Write out all the entries word for word and omit any pictures.

= Task input =
***
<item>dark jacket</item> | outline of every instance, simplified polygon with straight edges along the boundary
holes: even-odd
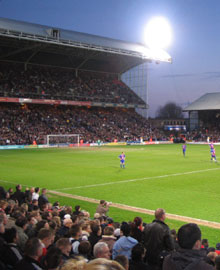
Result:
[[[14,267],[17,262],[19,262],[20,260],[22,260],[23,255],[21,250],[19,249],[19,247],[16,244],[5,244],[4,245],[4,250],[2,251],[2,261],[8,265]]]
[[[42,205],[49,203],[47,196],[45,194],[41,194],[39,199],[38,199],[38,205],[41,207]]]
[[[167,224],[154,220],[144,229],[144,246],[147,249],[146,259],[149,264],[160,264],[161,254],[174,250],[174,241]]]
[[[150,266],[142,261],[129,261],[129,270],[150,270]]]
[[[18,201],[19,205],[21,205],[22,203],[25,202],[25,195],[24,192],[17,190],[15,191],[12,196],[11,199],[14,201]]]
[[[25,256],[16,264],[14,270],[42,270],[42,266],[38,261],[35,261],[31,257]]]
[[[213,270],[201,250],[179,249],[164,259],[163,270]]]

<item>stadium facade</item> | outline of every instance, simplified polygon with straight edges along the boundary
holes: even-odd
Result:
[[[189,112],[189,129],[220,127],[220,92],[206,93],[186,108]]]

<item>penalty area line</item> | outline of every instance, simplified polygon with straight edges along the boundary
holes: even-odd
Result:
[[[145,181],[145,180],[151,180],[151,179],[160,179],[160,178],[167,178],[167,177],[174,177],[174,176],[182,176],[182,175],[203,173],[203,172],[216,171],[216,170],[220,170],[220,168],[190,171],[190,172],[184,172],[184,173],[173,173],[173,174],[149,176],[149,177],[144,177],[144,178],[128,179],[128,180],[122,180],[122,181],[113,181],[113,182],[106,182],[106,183],[102,183],[102,184],[93,184],[93,185],[85,185],[85,186],[78,186],[78,187],[76,186],[76,187],[59,188],[59,189],[54,189],[54,191],[109,186],[109,185],[115,185],[115,184],[123,184],[123,183],[138,182],[138,181]]]

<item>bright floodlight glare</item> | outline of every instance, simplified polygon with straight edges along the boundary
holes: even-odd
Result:
[[[145,43],[150,48],[166,48],[172,39],[171,27],[163,17],[155,17],[150,20],[145,29]]]

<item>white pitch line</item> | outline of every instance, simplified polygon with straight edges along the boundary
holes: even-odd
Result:
[[[68,187],[68,188],[60,188],[60,189],[54,189],[54,190],[55,191],[61,191],[61,190],[69,190],[69,189],[100,187],[100,186],[108,186],[108,185],[121,184],[121,183],[129,183],[129,182],[138,182],[138,181],[144,181],[144,180],[151,180],[151,179],[157,179],[157,178],[166,178],[166,177],[173,177],[173,176],[181,176],[181,175],[201,173],[201,172],[208,172],[208,171],[216,171],[216,170],[220,170],[220,168],[198,170],[198,171],[190,171],[190,172],[184,172],[184,173],[174,173],[174,174],[157,175],[157,176],[150,176],[150,177],[144,177],[144,178],[122,180],[122,181],[117,181],[117,182],[114,181],[114,182],[107,182],[107,183],[102,183],[102,184],[93,184],[93,185],[78,186],[78,187]]]
[[[6,181],[6,180],[1,180],[1,179],[0,179],[0,182],[18,185],[18,182]],[[21,185],[24,187],[30,186],[30,185],[25,185],[25,184],[21,184]]]

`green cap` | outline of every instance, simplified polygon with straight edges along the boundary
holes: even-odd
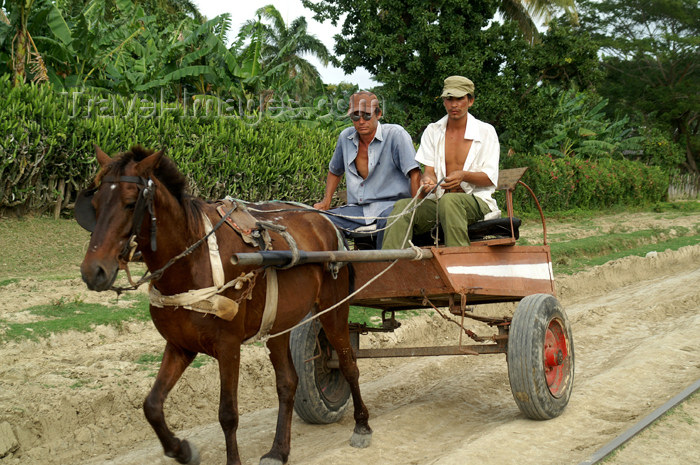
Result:
[[[464,76],[450,76],[445,79],[445,84],[442,88],[442,98],[460,98],[467,94],[474,95],[474,83],[472,81]]]

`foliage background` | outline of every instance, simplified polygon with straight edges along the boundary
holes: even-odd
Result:
[[[323,195],[338,134],[271,119],[184,116],[182,108],[144,117],[119,106],[115,115],[89,115],[83,106],[73,116],[70,96],[49,86],[13,88],[4,78],[0,92],[8,103],[0,107],[0,207],[19,211],[52,208],[61,179],[69,204],[96,173],[94,144],[109,154],[136,144],[165,148],[203,198],[312,202]]]
[[[228,15],[187,1],[0,0],[0,208],[69,207],[93,144],[165,147],[205,198],[317,201],[357,88],[323,84],[305,53],[367,68],[416,142],[444,115],[443,78],[469,76],[501,166],[530,166],[548,209],[654,202],[698,176],[697,2],[584,0],[578,22],[569,0],[304,3],[342,22],[335,54],[273,5],[231,40]]]

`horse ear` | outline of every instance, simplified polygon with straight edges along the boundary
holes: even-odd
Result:
[[[104,153],[102,149],[97,146],[97,144],[95,144],[95,152],[97,153],[97,161],[100,162],[100,166],[102,168],[112,163],[112,157]]]
[[[139,176],[148,177],[148,174],[152,173],[153,170],[158,168],[164,153],[165,150],[159,150],[138,162],[135,167],[136,173],[138,173]]]

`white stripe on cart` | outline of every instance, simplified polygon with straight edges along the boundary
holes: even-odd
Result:
[[[520,265],[448,266],[450,274],[471,274],[498,278],[551,279],[552,262]]]

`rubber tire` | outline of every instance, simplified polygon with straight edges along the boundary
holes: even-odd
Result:
[[[545,371],[545,338],[550,325],[560,330],[567,352],[555,392],[550,390]],[[520,411],[533,420],[559,416],[574,385],[574,340],[569,319],[554,296],[534,294],[520,301],[510,325],[507,360],[511,392]]]
[[[310,314],[305,319],[309,319]],[[323,355],[318,355],[318,338]],[[299,384],[294,397],[294,411],[307,423],[330,424],[339,421],[350,403],[350,385],[339,368],[328,368],[332,346],[316,319],[292,331],[289,345]]]

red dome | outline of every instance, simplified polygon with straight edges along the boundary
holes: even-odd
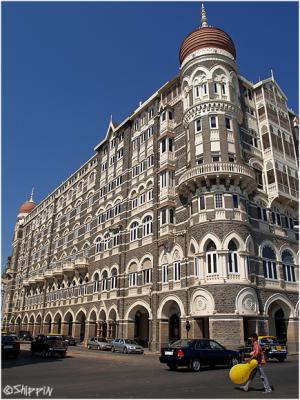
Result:
[[[26,201],[24,204],[21,205],[19,214],[29,214],[34,208],[36,204],[33,201]]]
[[[180,65],[183,60],[196,50],[204,49],[205,47],[216,47],[226,50],[232,56],[236,57],[234,43],[231,37],[222,29],[213,26],[198,28],[191,32],[182,42],[179,51]]]

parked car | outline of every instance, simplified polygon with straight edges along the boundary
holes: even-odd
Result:
[[[62,335],[62,339],[67,343],[68,346],[76,346],[76,341],[72,336]]]
[[[159,361],[172,370],[187,367],[197,372],[203,365],[232,367],[239,363],[240,356],[237,351],[227,350],[215,340],[182,339],[162,348]]]
[[[33,340],[33,337],[29,331],[20,331],[19,340],[25,340],[31,342]]]
[[[143,354],[144,348],[140,346],[136,341],[131,339],[115,339],[111,342],[111,351]]]
[[[95,336],[89,338],[87,342],[88,349],[97,349],[97,350],[111,350],[111,344],[108,341],[100,336]]]
[[[1,355],[3,358],[18,358],[20,354],[20,343],[13,335],[1,335]]]
[[[267,359],[275,358],[278,361],[284,361],[287,358],[287,346],[285,343],[279,343],[275,336],[258,336],[258,343],[261,345]],[[251,340],[245,342],[245,346],[238,348],[242,359],[250,357],[253,351]]]
[[[68,345],[63,340],[61,335],[38,335],[31,342],[31,354],[42,354],[44,357],[52,354],[58,354],[65,357]]]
***
= Answer section =
<item>dark jacket</item> | outline of every instance, simplified polygon with straight edges along the boundary
holes: even-odd
Result:
[[[14,267],[17,262],[19,262],[20,260],[22,260],[23,255],[21,250],[19,249],[19,247],[16,244],[5,244],[4,245],[4,250],[2,251],[2,261],[8,265]]]
[[[42,205],[49,203],[47,196],[45,194],[41,194],[39,199],[38,199],[38,205],[41,207]]]
[[[167,224],[154,220],[144,229],[144,246],[147,249],[146,259],[149,264],[160,264],[161,254],[174,250],[174,241]]]
[[[150,266],[142,261],[129,261],[129,270],[150,270]]]
[[[18,201],[19,205],[21,205],[22,203],[25,202],[25,195],[24,192],[17,190],[15,191],[12,196],[11,199],[14,201]]]
[[[25,256],[16,264],[14,270],[42,270],[42,266],[38,261],[35,261],[31,257]]]
[[[213,270],[201,250],[179,249],[164,259],[163,270]]]

<item>stadium facade</item> | outline of every instance, simplified polygon with straight edges along the boundary
holes: even-odd
Result:
[[[189,112],[189,129],[220,127],[220,92],[206,93],[186,108]]]

<item>penalty area line</item> | outline of every instance, simplified polygon with straight edges along the boundary
holes: even-odd
Result:
[[[145,181],[145,180],[151,180],[151,179],[160,179],[160,178],[167,178],[167,177],[174,177],[174,176],[182,176],[182,175],[203,173],[203,172],[216,171],[216,170],[220,170],[220,168],[190,171],[190,172],[184,172],[184,173],[173,173],[173,174],[149,176],[149,177],[144,177],[144,178],[128,179],[128,180],[122,180],[122,181],[113,181],[113,182],[106,182],[106,183],[102,183],[102,184],[93,184],[93,185],[85,185],[85,186],[78,186],[78,187],[76,186],[76,187],[59,188],[59,189],[54,189],[54,191],[109,186],[109,185],[115,185],[115,184],[123,184],[123,183],[138,182],[138,181]]]

<item>bright floodlight glare</item> | outline of every instance, simplified polygon with straight edges along the boundary
holes: even-odd
Result:
[[[145,43],[150,48],[166,48],[172,39],[171,27],[163,17],[155,17],[150,20],[145,29]]]

<item>white pitch line</item> | outline of every instance, simplified polygon with straight edges along the boundary
holes: even-odd
Result:
[[[68,187],[68,188],[60,188],[60,189],[54,189],[54,190],[55,191],[61,191],[61,190],[69,190],[69,189],[100,187],[100,186],[108,186],[108,185],[121,184],[121,183],[129,183],[129,182],[138,182],[138,181],[144,181],[144,180],[151,180],[151,179],[157,179],[157,178],[166,178],[166,177],[173,177],[173,176],[181,176],[181,175],[201,173],[201,172],[208,172],[208,171],[216,171],[216,170],[220,170],[220,168],[198,170],[198,171],[190,171],[190,172],[184,172],[184,173],[174,173],[174,174],[157,175],[157,176],[150,176],[150,177],[144,177],[144,178],[122,180],[122,181],[117,181],[117,182],[114,181],[114,182],[107,182],[107,183],[102,183],[102,184],[93,184],[93,185],[78,186],[78,187]]]
[[[6,181],[6,180],[1,180],[1,179],[0,179],[0,182],[18,185],[18,182]],[[21,185],[24,187],[30,186],[30,185],[25,185],[25,184],[21,184]]]

`green cap` | outline of every instance, simplified polygon with straight edges along the boundary
holes: even-odd
Result:
[[[464,76],[450,76],[445,79],[445,84],[442,88],[442,98],[460,98],[467,94],[474,95],[474,83],[472,81]]]

`foliage background` | outline of every instance, simplified polygon with straight edges along the boundary
holes: even-odd
Result:
[[[323,195],[338,134],[271,119],[184,116],[182,108],[144,117],[119,106],[115,115],[89,115],[83,106],[73,116],[70,96],[49,86],[13,88],[4,78],[0,92],[8,103],[0,107],[0,207],[19,211],[52,208],[61,179],[69,204],[96,173],[94,144],[109,154],[136,144],[165,148],[203,198],[312,202]]]
[[[228,15],[187,1],[0,0],[0,208],[69,207],[93,144],[165,147],[205,198],[317,201],[357,88],[323,84],[305,53],[367,68],[416,142],[444,115],[443,78],[469,76],[501,166],[530,166],[548,209],[654,202],[698,176],[697,2],[584,0],[578,22],[569,0],[304,3],[342,22],[335,54],[273,5],[231,40]]]

`horse ear` | outline of every instance, simplified polygon with straight edges along the boundary
holes: even-odd
Result:
[[[104,153],[102,149],[97,146],[97,144],[95,144],[95,152],[97,153],[97,161],[100,162],[100,166],[102,168],[112,163],[112,157]]]
[[[139,176],[148,177],[148,174],[152,173],[153,170],[158,168],[164,153],[165,150],[159,150],[138,162],[135,167],[136,173],[138,173]]]

`white stripe on cart` | outline of every instance, simplified polygon with straight edges along the boundary
holes: even-odd
Result:
[[[520,265],[448,266],[450,274],[471,274],[498,278],[551,279],[552,262]]]

`rubber tire` | outline of every instance, simplified polygon with straight edges along the boundary
holes: even-odd
Result:
[[[545,371],[545,338],[550,325],[560,330],[567,352],[555,392],[550,390]],[[520,411],[533,420],[559,416],[574,385],[574,340],[569,319],[554,296],[534,294],[520,301],[510,325],[507,360],[511,392]]]
[[[310,314],[305,319],[309,319]],[[323,355],[318,355],[318,338]],[[299,384],[294,397],[294,411],[307,423],[330,424],[339,421],[350,403],[350,385],[339,368],[328,368],[332,346],[316,319],[292,331],[289,345]]]

red dome | outline of every instance, simplified polygon with straight edges along the boundary
holes: even-odd
Result:
[[[26,201],[24,204],[21,205],[19,214],[29,214],[34,208],[36,204],[33,201]]]
[[[180,65],[183,60],[196,50],[204,49],[205,47],[216,47],[226,50],[232,56],[236,57],[234,43],[231,37],[222,29],[213,26],[198,28],[191,32],[182,42],[179,51]]]

parked car | outline of every instance, simplified polygon with straight edges along the boundary
holes: even-odd
Result:
[[[62,335],[62,339],[67,343],[68,346],[76,346],[76,341],[72,336]]]
[[[159,361],[172,370],[187,367],[197,372],[203,365],[232,367],[239,363],[240,356],[237,351],[227,350],[215,340],[182,339],[162,348]]]
[[[33,340],[33,337],[29,331],[20,331],[19,340],[25,340],[31,342]]]
[[[143,354],[144,348],[140,346],[136,341],[131,339],[115,339],[111,342],[111,351]]]
[[[95,336],[89,338],[87,342],[88,349],[97,349],[97,350],[111,350],[111,344],[108,341],[100,336]]]
[[[1,355],[3,358],[18,358],[20,354],[20,343],[13,335],[1,335]]]
[[[267,359],[275,358],[278,361],[284,361],[287,358],[287,346],[285,343],[279,343],[275,336],[258,336],[258,343],[261,345]],[[251,340],[245,342],[245,346],[238,348],[242,359],[250,357],[253,351]]]
[[[68,345],[63,340],[61,335],[38,335],[31,342],[31,354],[42,354],[44,357],[52,354],[58,354],[65,357]]]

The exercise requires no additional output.